- PROMPT -
Copy every line of the items below that contains the string "gray". Case counts.

- MATERIAL -

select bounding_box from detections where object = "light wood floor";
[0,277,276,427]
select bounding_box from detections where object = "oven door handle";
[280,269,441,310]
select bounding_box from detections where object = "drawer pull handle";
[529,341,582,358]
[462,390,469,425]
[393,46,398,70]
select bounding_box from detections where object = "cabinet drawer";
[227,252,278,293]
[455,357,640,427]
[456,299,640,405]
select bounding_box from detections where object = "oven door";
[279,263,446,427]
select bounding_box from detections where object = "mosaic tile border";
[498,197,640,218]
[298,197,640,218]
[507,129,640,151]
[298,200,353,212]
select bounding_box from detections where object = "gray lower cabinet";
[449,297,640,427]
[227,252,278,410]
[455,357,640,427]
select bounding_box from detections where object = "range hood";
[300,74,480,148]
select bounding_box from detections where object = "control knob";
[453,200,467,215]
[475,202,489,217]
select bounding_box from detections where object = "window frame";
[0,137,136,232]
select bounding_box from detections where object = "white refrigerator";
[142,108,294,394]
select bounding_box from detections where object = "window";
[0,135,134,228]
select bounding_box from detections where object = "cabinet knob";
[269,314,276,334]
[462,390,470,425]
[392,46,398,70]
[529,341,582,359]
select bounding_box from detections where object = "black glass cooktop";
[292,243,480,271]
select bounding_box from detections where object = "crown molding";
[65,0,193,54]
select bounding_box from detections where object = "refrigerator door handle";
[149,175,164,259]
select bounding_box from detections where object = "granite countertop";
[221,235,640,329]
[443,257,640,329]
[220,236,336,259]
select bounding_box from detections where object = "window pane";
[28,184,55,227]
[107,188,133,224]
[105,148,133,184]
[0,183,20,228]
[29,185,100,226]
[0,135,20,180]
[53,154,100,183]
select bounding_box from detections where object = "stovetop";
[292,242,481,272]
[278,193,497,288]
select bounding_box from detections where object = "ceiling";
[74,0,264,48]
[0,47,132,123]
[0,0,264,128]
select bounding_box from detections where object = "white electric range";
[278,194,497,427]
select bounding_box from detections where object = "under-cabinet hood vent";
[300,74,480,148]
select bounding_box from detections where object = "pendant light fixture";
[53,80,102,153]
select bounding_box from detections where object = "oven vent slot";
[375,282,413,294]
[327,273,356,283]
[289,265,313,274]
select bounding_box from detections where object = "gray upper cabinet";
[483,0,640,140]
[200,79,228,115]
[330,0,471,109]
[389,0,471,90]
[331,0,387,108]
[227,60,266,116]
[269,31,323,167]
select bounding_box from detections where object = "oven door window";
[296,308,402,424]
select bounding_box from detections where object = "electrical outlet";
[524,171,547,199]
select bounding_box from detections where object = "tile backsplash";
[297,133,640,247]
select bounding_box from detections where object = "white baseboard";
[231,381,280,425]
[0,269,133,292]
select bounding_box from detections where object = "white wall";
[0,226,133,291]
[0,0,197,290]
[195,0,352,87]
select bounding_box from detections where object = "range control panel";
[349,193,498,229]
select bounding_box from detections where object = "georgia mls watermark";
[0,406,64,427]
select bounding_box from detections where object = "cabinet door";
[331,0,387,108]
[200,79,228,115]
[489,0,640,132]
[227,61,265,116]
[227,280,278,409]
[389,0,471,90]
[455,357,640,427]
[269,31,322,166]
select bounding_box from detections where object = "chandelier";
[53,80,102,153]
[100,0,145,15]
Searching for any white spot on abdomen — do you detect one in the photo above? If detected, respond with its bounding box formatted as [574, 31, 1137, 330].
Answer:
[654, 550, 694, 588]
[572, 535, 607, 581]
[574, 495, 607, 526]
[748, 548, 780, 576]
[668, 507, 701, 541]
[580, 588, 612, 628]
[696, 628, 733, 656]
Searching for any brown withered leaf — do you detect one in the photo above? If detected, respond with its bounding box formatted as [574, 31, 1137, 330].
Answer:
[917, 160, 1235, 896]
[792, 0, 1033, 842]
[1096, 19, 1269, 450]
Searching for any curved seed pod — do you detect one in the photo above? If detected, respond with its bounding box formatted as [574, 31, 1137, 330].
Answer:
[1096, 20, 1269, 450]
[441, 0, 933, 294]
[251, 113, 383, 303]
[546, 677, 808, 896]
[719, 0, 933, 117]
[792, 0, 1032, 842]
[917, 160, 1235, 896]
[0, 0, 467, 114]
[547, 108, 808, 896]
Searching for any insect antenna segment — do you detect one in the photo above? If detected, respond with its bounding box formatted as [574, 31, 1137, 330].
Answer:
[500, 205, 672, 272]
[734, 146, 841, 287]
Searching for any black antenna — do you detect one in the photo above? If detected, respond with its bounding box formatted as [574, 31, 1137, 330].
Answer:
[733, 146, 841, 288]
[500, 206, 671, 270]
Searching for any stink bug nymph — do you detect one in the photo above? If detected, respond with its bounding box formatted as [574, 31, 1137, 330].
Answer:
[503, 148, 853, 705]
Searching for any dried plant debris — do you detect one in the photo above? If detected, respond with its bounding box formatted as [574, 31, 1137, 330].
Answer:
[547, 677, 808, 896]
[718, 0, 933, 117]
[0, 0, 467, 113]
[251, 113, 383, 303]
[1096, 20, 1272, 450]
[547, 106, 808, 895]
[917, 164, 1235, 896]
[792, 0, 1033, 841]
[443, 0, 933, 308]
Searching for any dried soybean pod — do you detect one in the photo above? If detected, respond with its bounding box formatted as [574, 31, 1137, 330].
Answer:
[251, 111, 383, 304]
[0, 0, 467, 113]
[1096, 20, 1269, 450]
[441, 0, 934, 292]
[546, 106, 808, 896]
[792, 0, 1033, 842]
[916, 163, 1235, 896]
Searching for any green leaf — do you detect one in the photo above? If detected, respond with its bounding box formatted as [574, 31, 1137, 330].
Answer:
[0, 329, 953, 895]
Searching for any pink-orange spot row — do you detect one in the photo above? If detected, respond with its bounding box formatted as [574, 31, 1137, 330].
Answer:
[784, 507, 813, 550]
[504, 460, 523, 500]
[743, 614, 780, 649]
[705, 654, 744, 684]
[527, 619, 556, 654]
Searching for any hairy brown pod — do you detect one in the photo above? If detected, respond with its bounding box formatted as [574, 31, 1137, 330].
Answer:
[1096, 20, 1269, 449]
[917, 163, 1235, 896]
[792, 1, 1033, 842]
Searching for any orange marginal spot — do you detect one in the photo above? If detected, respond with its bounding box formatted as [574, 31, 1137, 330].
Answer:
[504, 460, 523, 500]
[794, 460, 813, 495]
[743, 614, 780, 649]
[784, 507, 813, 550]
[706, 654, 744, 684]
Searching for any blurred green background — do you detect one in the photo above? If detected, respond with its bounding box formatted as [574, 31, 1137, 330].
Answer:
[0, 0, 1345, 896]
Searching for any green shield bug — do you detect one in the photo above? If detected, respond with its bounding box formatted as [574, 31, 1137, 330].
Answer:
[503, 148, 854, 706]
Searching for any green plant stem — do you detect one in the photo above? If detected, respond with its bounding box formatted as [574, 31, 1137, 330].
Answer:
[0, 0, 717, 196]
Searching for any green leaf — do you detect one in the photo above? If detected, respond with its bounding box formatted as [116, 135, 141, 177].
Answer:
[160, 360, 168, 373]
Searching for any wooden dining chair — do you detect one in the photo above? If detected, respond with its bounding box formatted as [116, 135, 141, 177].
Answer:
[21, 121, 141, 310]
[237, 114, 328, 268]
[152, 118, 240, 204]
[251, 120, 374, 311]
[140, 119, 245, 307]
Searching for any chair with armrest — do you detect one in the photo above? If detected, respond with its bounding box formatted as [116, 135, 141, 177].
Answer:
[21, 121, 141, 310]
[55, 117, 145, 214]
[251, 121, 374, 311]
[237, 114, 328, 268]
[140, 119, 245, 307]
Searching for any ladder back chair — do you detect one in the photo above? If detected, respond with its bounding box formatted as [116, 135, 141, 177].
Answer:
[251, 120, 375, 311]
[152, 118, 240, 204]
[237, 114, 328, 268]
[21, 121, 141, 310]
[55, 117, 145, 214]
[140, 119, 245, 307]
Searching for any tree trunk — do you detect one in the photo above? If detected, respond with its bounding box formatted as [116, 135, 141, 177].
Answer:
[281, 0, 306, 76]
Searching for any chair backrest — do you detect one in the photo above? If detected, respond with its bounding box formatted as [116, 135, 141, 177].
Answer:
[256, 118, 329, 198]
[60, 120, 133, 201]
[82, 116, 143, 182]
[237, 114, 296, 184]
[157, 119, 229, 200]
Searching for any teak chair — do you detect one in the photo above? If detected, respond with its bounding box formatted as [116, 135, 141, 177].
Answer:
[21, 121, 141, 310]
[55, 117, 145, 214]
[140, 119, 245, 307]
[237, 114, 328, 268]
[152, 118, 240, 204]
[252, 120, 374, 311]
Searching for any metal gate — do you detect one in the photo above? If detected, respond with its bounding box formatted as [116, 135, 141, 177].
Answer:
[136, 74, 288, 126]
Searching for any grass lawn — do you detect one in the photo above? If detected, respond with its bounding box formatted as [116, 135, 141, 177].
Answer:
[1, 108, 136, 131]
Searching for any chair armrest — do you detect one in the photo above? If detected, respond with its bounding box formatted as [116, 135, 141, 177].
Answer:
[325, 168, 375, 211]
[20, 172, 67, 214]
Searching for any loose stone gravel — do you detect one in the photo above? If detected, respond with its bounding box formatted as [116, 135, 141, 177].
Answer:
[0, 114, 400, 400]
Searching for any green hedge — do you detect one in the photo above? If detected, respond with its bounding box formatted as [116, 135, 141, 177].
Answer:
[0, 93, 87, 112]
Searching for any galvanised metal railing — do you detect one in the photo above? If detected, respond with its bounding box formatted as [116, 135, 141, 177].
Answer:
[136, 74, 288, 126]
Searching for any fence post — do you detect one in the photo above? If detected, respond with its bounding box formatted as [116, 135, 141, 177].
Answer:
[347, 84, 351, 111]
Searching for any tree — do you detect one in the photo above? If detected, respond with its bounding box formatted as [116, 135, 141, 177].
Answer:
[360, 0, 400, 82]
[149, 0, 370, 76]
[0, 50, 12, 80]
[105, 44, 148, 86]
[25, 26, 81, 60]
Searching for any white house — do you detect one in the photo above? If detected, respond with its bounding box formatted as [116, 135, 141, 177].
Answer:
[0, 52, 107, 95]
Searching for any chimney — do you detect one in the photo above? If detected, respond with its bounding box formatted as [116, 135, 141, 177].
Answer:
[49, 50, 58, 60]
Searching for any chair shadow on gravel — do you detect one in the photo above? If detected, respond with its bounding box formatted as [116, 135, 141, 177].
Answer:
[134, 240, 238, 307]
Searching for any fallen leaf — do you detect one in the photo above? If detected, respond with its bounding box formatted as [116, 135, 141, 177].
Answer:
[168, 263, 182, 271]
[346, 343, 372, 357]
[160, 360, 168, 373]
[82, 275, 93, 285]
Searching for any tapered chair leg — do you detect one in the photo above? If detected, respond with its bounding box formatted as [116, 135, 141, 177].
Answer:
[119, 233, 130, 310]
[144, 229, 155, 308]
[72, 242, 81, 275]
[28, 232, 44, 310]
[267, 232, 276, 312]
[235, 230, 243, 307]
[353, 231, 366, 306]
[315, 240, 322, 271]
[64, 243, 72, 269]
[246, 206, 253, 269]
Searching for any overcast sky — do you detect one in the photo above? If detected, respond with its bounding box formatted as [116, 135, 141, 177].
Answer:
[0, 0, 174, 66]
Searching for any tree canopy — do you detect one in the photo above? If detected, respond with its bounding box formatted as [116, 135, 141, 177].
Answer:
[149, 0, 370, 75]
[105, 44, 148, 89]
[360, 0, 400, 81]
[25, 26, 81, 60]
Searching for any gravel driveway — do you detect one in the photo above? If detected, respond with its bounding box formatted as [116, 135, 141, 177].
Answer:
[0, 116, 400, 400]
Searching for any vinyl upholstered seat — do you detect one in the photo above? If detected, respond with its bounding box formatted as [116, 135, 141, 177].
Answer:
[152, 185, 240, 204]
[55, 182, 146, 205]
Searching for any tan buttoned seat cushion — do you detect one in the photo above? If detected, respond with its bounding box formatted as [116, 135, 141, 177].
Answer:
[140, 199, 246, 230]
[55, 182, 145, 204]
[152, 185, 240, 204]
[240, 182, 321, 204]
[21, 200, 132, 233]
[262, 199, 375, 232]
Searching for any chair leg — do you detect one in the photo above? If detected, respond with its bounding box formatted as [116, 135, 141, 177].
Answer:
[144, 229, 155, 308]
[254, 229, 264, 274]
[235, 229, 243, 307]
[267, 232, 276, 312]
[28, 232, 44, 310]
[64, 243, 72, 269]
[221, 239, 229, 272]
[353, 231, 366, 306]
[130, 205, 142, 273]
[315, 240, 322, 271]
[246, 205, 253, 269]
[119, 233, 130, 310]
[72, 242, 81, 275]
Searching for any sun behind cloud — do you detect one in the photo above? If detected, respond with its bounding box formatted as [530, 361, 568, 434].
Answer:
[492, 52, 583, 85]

- OUTPUT OF THE TASK -
select bounding_box from detections where object = "gray lower cabinet";
select bounding_box from detections where object = "gray upper cabinet";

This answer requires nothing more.